◆ **Segmentation mask data**
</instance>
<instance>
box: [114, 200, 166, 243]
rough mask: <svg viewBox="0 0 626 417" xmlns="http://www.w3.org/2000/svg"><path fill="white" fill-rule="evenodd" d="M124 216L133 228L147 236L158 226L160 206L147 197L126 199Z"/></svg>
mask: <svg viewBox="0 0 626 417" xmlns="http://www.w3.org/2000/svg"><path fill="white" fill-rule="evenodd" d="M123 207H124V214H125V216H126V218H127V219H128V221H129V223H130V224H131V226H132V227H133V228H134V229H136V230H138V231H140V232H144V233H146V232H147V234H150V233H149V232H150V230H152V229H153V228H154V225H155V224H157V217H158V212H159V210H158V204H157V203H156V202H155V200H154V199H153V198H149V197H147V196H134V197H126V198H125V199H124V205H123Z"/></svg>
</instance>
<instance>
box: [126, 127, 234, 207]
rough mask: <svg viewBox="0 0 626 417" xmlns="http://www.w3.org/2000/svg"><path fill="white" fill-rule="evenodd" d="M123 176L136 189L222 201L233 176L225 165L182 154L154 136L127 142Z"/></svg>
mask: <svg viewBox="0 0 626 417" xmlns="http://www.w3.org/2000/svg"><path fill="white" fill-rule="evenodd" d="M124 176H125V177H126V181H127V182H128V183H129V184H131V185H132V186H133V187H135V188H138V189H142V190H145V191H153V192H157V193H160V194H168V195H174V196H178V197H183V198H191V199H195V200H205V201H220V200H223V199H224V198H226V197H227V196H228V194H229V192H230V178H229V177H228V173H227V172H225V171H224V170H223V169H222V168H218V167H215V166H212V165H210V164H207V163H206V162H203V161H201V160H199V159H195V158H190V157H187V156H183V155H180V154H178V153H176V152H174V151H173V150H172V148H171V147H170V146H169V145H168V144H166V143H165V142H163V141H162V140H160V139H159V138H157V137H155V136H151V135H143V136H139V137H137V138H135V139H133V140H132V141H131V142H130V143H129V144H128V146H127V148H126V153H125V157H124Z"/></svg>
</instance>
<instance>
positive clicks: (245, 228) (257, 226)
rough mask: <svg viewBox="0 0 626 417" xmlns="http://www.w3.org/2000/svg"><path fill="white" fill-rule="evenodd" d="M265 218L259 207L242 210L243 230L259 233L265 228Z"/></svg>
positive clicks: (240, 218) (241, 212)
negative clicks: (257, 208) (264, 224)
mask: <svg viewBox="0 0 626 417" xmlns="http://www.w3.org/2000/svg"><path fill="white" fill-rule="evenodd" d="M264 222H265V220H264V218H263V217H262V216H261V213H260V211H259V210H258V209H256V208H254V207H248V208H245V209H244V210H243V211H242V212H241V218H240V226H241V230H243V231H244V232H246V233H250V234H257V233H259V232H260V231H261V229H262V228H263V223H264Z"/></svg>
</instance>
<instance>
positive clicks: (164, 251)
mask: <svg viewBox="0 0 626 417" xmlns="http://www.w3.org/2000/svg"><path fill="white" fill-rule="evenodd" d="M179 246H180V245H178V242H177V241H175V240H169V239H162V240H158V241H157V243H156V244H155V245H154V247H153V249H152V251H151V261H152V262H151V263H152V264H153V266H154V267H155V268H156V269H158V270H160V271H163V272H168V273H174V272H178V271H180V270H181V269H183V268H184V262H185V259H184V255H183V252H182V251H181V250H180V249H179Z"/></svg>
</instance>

◆ **Your assignment**
Reproduce the entire listing above line for line, with no changes.

◆ **Output for this exercise**
</instance>
<instance>
box: [114, 200, 166, 243]
rough mask: <svg viewBox="0 0 626 417" xmlns="http://www.w3.org/2000/svg"><path fill="white" fill-rule="evenodd" d="M124 216L133 228L147 236L158 226L160 206L147 197L126 199Z"/></svg>
mask: <svg viewBox="0 0 626 417" xmlns="http://www.w3.org/2000/svg"><path fill="white" fill-rule="evenodd" d="M123 207H124V214H125V216H126V218H127V219H128V221H129V223H130V224H131V226H132V227H133V228H134V229H136V230H138V231H140V232H144V233H146V232H147V234H150V233H149V232H150V230H152V229H153V228H154V225H155V224H157V217H158V212H159V210H158V204H157V203H156V202H155V200H154V199H153V198H149V197H147V196H134V197H126V198H125V199H124V205H123Z"/></svg>
</instance>
<instance>
box: [126, 127, 234, 207]
rough mask: <svg viewBox="0 0 626 417" xmlns="http://www.w3.org/2000/svg"><path fill="white" fill-rule="evenodd" d="M123 176L136 189L222 201L233 176L225 165L182 154L154 136L127 142Z"/></svg>
mask: <svg viewBox="0 0 626 417" xmlns="http://www.w3.org/2000/svg"><path fill="white" fill-rule="evenodd" d="M124 176H125V177H126V181H127V182H128V183H129V184H131V185H132V186H133V187H135V188H138V189H142V190H145V191H153V192H157V193H160V194H168V195H174V196H178V197H183V198H191V199H195V200H205V201H220V200H223V199H224V198H226V197H227V196H228V194H229V192H230V178H229V177H228V173H227V172H225V171H224V170H223V169H222V168H218V167H215V166H212V165H210V164H207V163H206V162H203V161H201V160H199V159H195V158H190V157H187V156H183V155H180V154H178V153H176V152H174V151H173V150H172V148H171V147H170V146H169V145H168V144H166V143H165V142H163V141H162V140H160V139H159V138H157V137H155V136H151V135H143V136H139V137H137V138H135V139H133V140H132V141H131V142H130V143H129V144H128V146H127V148H126V153H125V157H124Z"/></svg>
</instance>
<instance>
positive clicks: (245, 228) (257, 226)
rough mask: <svg viewBox="0 0 626 417" xmlns="http://www.w3.org/2000/svg"><path fill="white" fill-rule="evenodd" d="M265 218L259 207L242 210L243 230L259 233L265 228Z"/></svg>
positive clicks: (240, 218) (241, 212)
negative clicks: (257, 208) (264, 224)
mask: <svg viewBox="0 0 626 417" xmlns="http://www.w3.org/2000/svg"><path fill="white" fill-rule="evenodd" d="M264 222H265V220H264V218H263V217H262V216H261V213H260V211H259V210H258V209H256V208H254V207H248V208H245V209H244V210H243V211H242V212H241V218H240V226H241V230H243V231H244V232H246V233H250V234H257V233H259V232H260V231H261V229H262V228H263V223H264Z"/></svg>
</instance>
<instance>
positive clicks: (164, 251)
mask: <svg viewBox="0 0 626 417" xmlns="http://www.w3.org/2000/svg"><path fill="white" fill-rule="evenodd" d="M179 246H180V245H178V242H177V241H175V240H169V239H162V240H158V241H157V243H156V244H155V245H154V247H153V249H152V251H151V261H152V262H151V263H152V264H153V266H154V267H155V268H156V269H158V270H160V271H163V272H168V273H174V272H178V271H180V270H181V269H183V268H184V262H185V259H184V255H183V252H182V251H181V250H180V249H179Z"/></svg>
</instance>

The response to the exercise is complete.